EXERCISE BRIEF:
Show each line of the material below that contains the string "house". Copy every such line in full.

RECORDS TO PROCESS:
◆ ◆ ◆ ◆ ◆ ◆ ◆
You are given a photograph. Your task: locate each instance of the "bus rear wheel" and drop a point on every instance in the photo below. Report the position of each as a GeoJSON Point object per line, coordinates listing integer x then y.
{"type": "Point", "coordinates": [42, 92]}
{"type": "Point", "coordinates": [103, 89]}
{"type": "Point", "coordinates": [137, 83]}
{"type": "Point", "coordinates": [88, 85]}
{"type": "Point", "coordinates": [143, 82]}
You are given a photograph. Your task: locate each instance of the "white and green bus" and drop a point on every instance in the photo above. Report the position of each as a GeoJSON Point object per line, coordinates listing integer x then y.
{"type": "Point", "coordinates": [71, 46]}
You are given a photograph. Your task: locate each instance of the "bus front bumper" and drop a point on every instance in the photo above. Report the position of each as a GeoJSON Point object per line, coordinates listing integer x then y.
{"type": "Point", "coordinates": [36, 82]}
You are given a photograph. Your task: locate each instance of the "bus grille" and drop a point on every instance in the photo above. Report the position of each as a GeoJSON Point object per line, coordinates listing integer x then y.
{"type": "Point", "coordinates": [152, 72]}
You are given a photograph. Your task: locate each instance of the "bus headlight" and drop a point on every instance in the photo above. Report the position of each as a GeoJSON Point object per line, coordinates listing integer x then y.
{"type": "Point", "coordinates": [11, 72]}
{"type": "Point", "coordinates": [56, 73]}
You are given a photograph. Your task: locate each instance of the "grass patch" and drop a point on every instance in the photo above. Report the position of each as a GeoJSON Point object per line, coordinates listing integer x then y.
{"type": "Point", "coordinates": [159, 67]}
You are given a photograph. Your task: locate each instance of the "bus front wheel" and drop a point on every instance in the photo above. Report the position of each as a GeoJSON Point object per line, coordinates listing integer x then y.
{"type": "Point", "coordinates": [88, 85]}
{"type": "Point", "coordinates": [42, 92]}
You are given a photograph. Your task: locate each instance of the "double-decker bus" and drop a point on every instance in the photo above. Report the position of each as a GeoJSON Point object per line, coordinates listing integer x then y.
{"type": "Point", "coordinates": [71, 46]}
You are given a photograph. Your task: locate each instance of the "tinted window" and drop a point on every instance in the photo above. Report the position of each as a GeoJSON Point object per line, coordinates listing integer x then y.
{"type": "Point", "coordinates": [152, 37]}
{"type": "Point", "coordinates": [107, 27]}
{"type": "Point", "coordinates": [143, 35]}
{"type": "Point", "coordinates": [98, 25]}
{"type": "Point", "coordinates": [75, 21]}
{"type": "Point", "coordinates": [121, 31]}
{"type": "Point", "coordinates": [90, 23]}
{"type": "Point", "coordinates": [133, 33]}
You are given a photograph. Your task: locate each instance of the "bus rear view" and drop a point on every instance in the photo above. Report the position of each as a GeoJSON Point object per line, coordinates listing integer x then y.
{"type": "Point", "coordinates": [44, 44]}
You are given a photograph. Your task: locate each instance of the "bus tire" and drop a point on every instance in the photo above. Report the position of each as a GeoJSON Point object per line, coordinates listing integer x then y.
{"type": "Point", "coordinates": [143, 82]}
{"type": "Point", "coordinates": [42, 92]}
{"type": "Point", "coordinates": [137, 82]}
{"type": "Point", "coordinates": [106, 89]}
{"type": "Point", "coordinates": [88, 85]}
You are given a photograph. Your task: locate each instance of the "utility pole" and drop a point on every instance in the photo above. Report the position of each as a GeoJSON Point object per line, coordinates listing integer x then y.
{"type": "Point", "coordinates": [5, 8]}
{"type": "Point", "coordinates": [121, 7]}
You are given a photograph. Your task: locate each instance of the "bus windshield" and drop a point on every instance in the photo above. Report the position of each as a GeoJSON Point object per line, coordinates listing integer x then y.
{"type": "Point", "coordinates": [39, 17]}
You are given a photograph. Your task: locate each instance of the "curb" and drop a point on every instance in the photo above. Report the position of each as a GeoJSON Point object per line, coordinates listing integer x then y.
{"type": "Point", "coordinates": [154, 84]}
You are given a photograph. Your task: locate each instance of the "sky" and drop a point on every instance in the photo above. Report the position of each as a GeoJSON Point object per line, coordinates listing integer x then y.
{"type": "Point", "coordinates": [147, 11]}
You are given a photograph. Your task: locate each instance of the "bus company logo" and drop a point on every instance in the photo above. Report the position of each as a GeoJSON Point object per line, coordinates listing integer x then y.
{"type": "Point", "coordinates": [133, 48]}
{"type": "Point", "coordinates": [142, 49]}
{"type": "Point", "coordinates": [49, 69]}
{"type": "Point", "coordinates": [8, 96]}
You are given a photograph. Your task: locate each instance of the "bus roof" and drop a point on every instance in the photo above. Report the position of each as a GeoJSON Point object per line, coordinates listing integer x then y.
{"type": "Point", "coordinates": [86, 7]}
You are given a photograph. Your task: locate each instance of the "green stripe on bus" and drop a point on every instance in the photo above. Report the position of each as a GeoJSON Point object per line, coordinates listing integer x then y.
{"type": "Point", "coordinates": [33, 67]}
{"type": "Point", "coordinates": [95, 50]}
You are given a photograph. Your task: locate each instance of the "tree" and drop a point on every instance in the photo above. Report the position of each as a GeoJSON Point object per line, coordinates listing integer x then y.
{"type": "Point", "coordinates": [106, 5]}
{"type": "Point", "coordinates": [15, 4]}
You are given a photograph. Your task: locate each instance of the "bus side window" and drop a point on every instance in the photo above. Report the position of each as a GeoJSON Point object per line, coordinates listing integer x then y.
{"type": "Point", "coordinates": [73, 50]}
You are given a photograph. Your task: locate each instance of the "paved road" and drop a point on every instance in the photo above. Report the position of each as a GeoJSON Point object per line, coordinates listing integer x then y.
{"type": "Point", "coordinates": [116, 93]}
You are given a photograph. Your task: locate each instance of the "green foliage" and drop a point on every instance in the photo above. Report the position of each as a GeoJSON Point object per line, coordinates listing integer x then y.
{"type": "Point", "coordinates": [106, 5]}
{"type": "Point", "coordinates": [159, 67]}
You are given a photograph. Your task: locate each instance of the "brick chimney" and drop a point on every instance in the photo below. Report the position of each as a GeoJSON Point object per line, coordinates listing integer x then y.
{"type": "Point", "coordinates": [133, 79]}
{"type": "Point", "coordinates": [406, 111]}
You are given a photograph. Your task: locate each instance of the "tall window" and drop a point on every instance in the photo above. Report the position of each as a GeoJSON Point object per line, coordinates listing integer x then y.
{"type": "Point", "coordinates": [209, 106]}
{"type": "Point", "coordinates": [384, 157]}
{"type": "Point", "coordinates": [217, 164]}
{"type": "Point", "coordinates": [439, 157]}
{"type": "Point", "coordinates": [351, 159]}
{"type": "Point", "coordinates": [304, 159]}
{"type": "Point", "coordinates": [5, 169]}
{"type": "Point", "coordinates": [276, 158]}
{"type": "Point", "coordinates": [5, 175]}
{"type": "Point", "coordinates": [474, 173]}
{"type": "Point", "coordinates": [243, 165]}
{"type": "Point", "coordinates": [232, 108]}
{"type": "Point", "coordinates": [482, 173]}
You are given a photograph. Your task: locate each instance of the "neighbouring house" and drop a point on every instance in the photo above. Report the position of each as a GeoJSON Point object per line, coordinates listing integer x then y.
◆ ◆ ◆ ◆ ◆ ◆ ◆
COMPLETE OUTPUT:
You are given a photograph. Your task: locate each instance of the "neighbouring house" and drop a point on every instance in the photo above. Report the position of each as a GeoJSON Point object per line, coordinates listing integer x then y.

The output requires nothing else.